WORK INSTRUCTIONS:
1 > Decide whether each statement agrees with the Form Energy post, answering yes or no and quoting the deciding words: (a) The author relied on Jarrod Milshstein's thesis during a PhD. (b) The author says 100-hour storage options are common on the grid today. (c) The patent the author mentions is titled "Rolling Diaphragm Seal."
2 > Continue the Form Energy post from its last sentence onward.

The Flowdown #2

flow batteries
research
literature
Author
Affiliation

Kirk Pollard Smith

Independent

Published

August 10, 2024

Updates from Form Energy

My hot take no one asked for

I don’t want to sound pessimistic. But Form Energy has benefited immensely from the MIT / Yet-Min Chiang / Mateo Jaramillo / Ex-Tesla hype-sphere, and I will wait to be excited about their technology when I see it working, at scale, for a long time, at an affordable price. I have had a cursory look at their patents and my hot take on their iron-air battery approach is “mo’ phases, mo’ problems.” As in handling solids, liquids, gases, multi-phase flows, heterogenous catalysts with a triple-point interface to manage, etc. sounds like a nightmare when trying to sell a low-maintenance, 20-year warranty energy storage product. Not to say it can’t be done, but it sounds like a hard starting point.

Another reason for my hesitation is that one of their first “products”/services was a grid modeling software tool “Formware”, the output of which seemed to be “you need 100 hours of energy storage, which happens to be the actual product we told our investors we would sell.” I do happen to think long-duration storage is useful to have on the grid, and 100-hour options, especially electrochemical ones, are rare to nonexistent now.

Form is hiring a degradation engineer…

I don’t really need to comment on this—not a great sign for intrinsically long battery lifetimes.

Form Energy is hiring a Sr Battery Modeling Engineer to develop our beginning of life and degradation cell physics models.

. . .
Compensation $128.7K – $159.7K

Also an experimental role, which overlaps a lot with my skills… [1]

What an eye-wateringly high salary 😅 it might even be a fun team/viable tech, but I remain to be convinced on the latter, and I would rather work on open-source batteries than closed, proprietary solutions. Better for my mental health to be out of corporate tech America, if not for my bank account. Sometimes I wonder am I shooting myself in the foot by not “selling out” and going to industry, even for just a little bit . . . but I do believe in golden handcuffs, so there. (if you would like to support my open, non-proprietary R&D, you can help me directly or my current project! I’ll be quitting my postdoc to go full-time as an independent researchers in October)

They have a patent for a MOVING SEAL

I actually got this update since I have a paper alert for Jarrod Milshstein, whose thesis I relied upon heavily during my own PhD. He’s done some great work and his presence at Form gives me confidence in their team, despite my previous tone would could be interpreted by some as pessimistic.

For a 20-year, cheap and low-maintenance energy storage solution, however, the patent titled “Rolling Diaphragm Seal” does not instill me with confidence. Seals and joints, especially moving ones, are notorious trouble spots.

DATASET CONTENT:
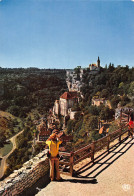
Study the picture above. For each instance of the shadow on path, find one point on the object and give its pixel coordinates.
(103, 161)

OUTPUTS FOR THE TASKS:
1 >
(a) Yes: "whose thesis I relied upon heavily during my own PhD."
(b) No: "100-hour options, especially electrochemical ones, are rare to nonexistent now."
(c) Yes: "the patent titled “Rolling Diaphragm Seal”"

2 >
Abstract: Systems and methods of the various embodiments may provide a battery including a rolling diaphragm configured to move to accommodate an internal volume change of one or more components of the battery. Systems and methods of the various embodiments may provide a battery housing including a rolling diaphragm seal disposed between an interior volume of the battery and an electrode assembly within the battery. Various embodiments may provide an air electrode assembly including an air electrode supported on a buoyant platform such that the air electrode is above a surface of a volume of electrolyte when the buoyant platform is floating in the electrolyte.

Patent drawing

Schematic from the patent

But again, as always… I wish them the best and I hope it works! Society could certainly use it.

[2]

They might be pivoting to steel production…

They received $1,000,000 to work on (alkaline?) echem steel production in the ARPA-E ROSIE program. [3]

Form Energy (Somerville, MA) will leverage its patent-pending breakthrough to directly produce iron powders from alkaline iron ore slurries in a first-of-a-kind powder-to-powder process. Using domestically available iron ore feedstocks, the process has the potential to produce greenhouse gas emission-free iron at cost parity with today’s carbon-intensive ironmaking methods.

I’ve heard, from a knowledgeable yet likely biased source, that one drawback of a process that produces an iron powder is that you still need to remelt it at high temperature (e.g. chuck it into an electric-arc furnace) to get to the same intermediate (pig?) iron, which is very energy intensive. So it’s not necessarily an immediate obvious improvement compared to other non-directly CO2-emitting iron ore reduction technologies.

Quino Energy has 10 kW / 100 kWh organic RFB, partnering with Electrosynthesis Company

. . . a company developing water-based organic flow batteries originally invented at Harvard University, announced its 10 kW / 100 kWh prototype is now operational, using material produced using its zero-waste, continuous flow production process that achieved Manufacturing Readiness Level 7 (MRL) earlier this year. The Company also shared plans to expand its production footprint into the European Union and prioritize field pilot development and commercial sales on a global scale . . .


. . . 6 kW / 24 kWh pilot system and two other 1.5 kW / 6 kWhsystems currently operating . . .

. . . first real example of U.S. domestic manufacturing of flow battery active material, and is a testament to how easily Quino Energy’s innovative zero-waste production process can be scaled up to achieve lower costs. With the average household in America using approximately 29 kWh of electricity per day, Quino’s 100 kWh pilot can supply a home’s entire electricity needs for more than three whole days or three homes for one day. This is an energy storage capacity roughly equivalent to more than seven fully-charged Tesla Powerwalls combined . . . [4]

This is tech from the Aziz group at Harvard. Pretty cool to see their rapid progress! I agree with the decision to use existing stack tech and not reinvent the wheel. Keen to see cost and lifetime data. I reckon the system relies on ion-exchange membranes, and is asymmetric. Wishing them continued success.

P.S. definitely easier than inventing new technology—reduce that enormous per-US-household average consumption of 29 kWh! Still looking for an idiom to express the gist of “reduce consumption to reasonable levels before pinning hopes on yet-undeveloped future technologies.” Shout if you have something for this.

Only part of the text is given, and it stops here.